Bitte vervollständigen
(1) Seit welchem Jahr steht der viergleisige Ausbau laut dem Text über die S-Bahn-Gleise zwischen Frankfurt-West und Bad Vilbel als Ziel in den Regionalplänen des Landes Hessen?
(2) Schreib den Text über die S-Bahn-Gleise zwischen Frankfurt-West und Bad Vilbel weiter, angefangen nach seinem letzten Satz.

Lesetext
◇ ◇ ◇
GrafiK: DB Netz AG
In einer Online-Informationsveranstaltung am 10. März 2022 hat die DB Netz AG die Fertigstellung der zusätzlichen S-Bahn-Gleise zwischen Frankfurt-West und Bad Vilbel für Ende 2023 angekündigt; wenn’s stimmt, ginge nach dann 35 Jahren eine unendliche Geschichte doch noch zu Ende.
Ziel und Zweck des 4-gleisigen Ausbaus, durch Schaffung separater S-Bahn-Gleise die Verkehre zu entmischen, d.h. die S-Bahn von Güter-, Regional- und Fernverkehr zu trennen, ist in den Regionalplänen des Landes Hessen als landesplanerisches Ziel seit 1986 verankert. Der Mischbetrieb auf der vielbefahrenen Main-Weser-Bahn (Strecke 3900 Göttingen-Frankfurt) führte vor allem bei der S-Bahn Rhein-Main zu einer unbefriedigenden Betriebsqualität; die Überholung von S-Bahnen durch Züge vornehmlich des DB-Fernverkehrs verursacht Verspätungen, die über die Stammstrecke auf andere S-Bahnlinien übertragen werden.
Jahr 1
Im September 1988 unterrichtete die damalige Deutsche Bundesbahn das Bundesverkehrsministerium (BMV) über die geplanten Infrastrukturmaßnahmen für ein 3. Streckengleis zwischen Ffm-West und Bad Vilbel und die dadurch erwarteten Angebotsverbesserungen. Erstmals wird damit die Ausbauabsicht ausdrücklich benannt, wir beginnen unsere Zeitrechnung deshalb im Jahr 1988.
◇ ◇ ◇
Datenauszug
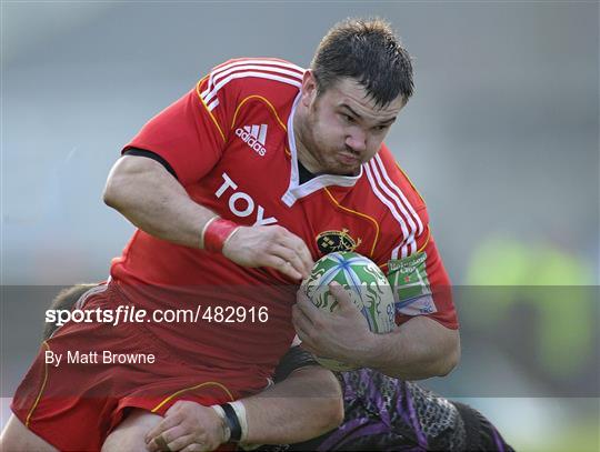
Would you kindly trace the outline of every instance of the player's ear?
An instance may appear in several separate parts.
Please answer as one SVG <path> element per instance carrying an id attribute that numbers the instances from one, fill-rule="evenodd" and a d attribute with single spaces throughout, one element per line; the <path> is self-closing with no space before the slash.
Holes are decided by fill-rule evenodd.
<path id="1" fill-rule="evenodd" d="M 302 98 L 301 102 L 304 104 L 304 107 L 310 107 L 310 104 L 313 102 L 314 98 L 317 97 L 317 79 L 314 79 L 314 74 L 312 73 L 312 70 L 308 69 L 304 72 L 304 76 L 302 77 Z"/>

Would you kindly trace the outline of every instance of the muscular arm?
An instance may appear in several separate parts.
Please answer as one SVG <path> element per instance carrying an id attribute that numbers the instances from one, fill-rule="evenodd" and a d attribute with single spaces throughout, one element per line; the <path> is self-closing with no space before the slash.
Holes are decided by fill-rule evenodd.
<path id="1" fill-rule="evenodd" d="M 161 163 L 146 157 L 119 159 L 103 198 L 144 232 L 192 248 L 202 248 L 202 230 L 216 217 L 194 202 Z M 242 267 L 272 267 L 292 280 L 308 275 L 313 265 L 306 243 L 278 225 L 240 227 L 222 253 Z"/>
<path id="2" fill-rule="evenodd" d="M 298 292 L 292 311 L 302 346 L 312 353 L 373 368 L 402 380 L 443 376 L 457 365 L 458 330 L 419 315 L 391 333 L 376 334 L 343 288 L 331 284 L 330 291 L 339 302 L 334 312 L 319 310 L 302 291 Z"/>
<path id="3" fill-rule="evenodd" d="M 298 346 L 292 349 L 278 368 L 276 380 L 280 381 L 241 400 L 248 424 L 247 444 L 307 441 L 342 422 L 340 383 L 330 371 L 313 363 L 306 351 Z M 158 436 L 162 436 L 171 450 L 192 443 L 212 450 L 223 442 L 223 422 L 212 408 L 177 402 L 166 419 L 148 433 L 149 450 L 160 450 Z"/>
<path id="4" fill-rule="evenodd" d="M 200 248 L 206 222 L 216 214 L 193 202 L 156 160 L 124 155 L 110 171 L 104 202 L 136 227 L 159 239 Z"/>
<path id="5" fill-rule="evenodd" d="M 307 441 L 343 420 L 340 383 L 318 365 L 293 371 L 286 380 L 244 399 L 250 444 Z"/>
<path id="6" fill-rule="evenodd" d="M 401 380 L 422 380 L 447 375 L 459 359 L 458 330 L 419 315 L 391 333 L 372 334 L 360 364 Z"/>

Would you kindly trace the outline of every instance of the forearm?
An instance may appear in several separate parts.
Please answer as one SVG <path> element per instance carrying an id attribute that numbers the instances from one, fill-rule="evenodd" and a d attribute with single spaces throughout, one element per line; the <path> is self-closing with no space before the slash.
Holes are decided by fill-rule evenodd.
◇ ◇ ◇
Erwartete Antworten
(1) Seit 1986.

(2)
Jahr 6
Das BMV gab seine Zustimmung zur Rahmenplanung für das Projekt „3. Gleis Ffm-West – Bad Vilbel“ unter Verweis auf die volks- und betriebswirtschaftlichen Vorteile. Dass dies erst im Oktober 1993 geschah, also fünf Jahre später, könnte daran gelegen haben, dass die konkrete Planung erst 1992 begonnen wurde; auch die parallel betriebene Bahnreform dürfte nicht zur Beschleunigung beigetragen haben. Kernstücke der Reform waren die Abwicklung von Deutscher Bundesbahn und Deutscher Reichsbahn als staatliche Sondervermögen, die Neugründung des Eisenbahnbundesamtes (EBA) als Aufsichts- und Genehmigungsbehörde, die Neugründung diverser Bahngesellschaften in privater Rechtsform (Deutsche Bahn AG, DB Netz AG, DB Reise & Touristik AG (heute: DB Fernverkehr AG), DB Cargo, DB Energie u.v.a.) sowie die Regionalisierung des Schienenpersonennahverkehrs (SPNV). Es hat lange gedauert, bis die neuen Strukturen eingerichtet und im Bahnkonzern die Zuständigkeiten geklärt waren, das Personal auf die neuen Einheiten verteilt war.
In Hessen wurde durch das Anfang 1994 in Kraft getretene „Gesetz zur Weiterentwicklung des Öffentlichen Personennahverkehrs in Hessen“ (ÖPNV-Gesetz) der zum 1.7.1994 gegründete Rhein-Main-Verkehrsverbund (RMV) zum Aufgabenträger für den SPNV im Rhein-Main-Gebiet bestimmt – ein neuer Player, mit dem sich die Bundesbahn-Nachfolgefirmen auch erst arrangieren mussten. Für gestandene Bundesbahner dürfte es eine Art Kulturschock, zumindest aber sehr gewöhnungsbedürftig gewesen sein, dass jetzt Außenstehende Einfluss auf Planung, Ausbau und Betrieb der Eisenbahn nahmen. Der RMV wurde hier sozusagen zum Auftraggeber und Besteller von DB Netz.
Der RMV verfolgte von Anbeginn das Konzept eines integrierten Taktfahrplans (ITF) mit einem 15-Minuten-Takt auf allen S-Bahnstrecken, was sich auf der Main-Weser-Bahn nur mit separaten Gleisen erreichen lässt.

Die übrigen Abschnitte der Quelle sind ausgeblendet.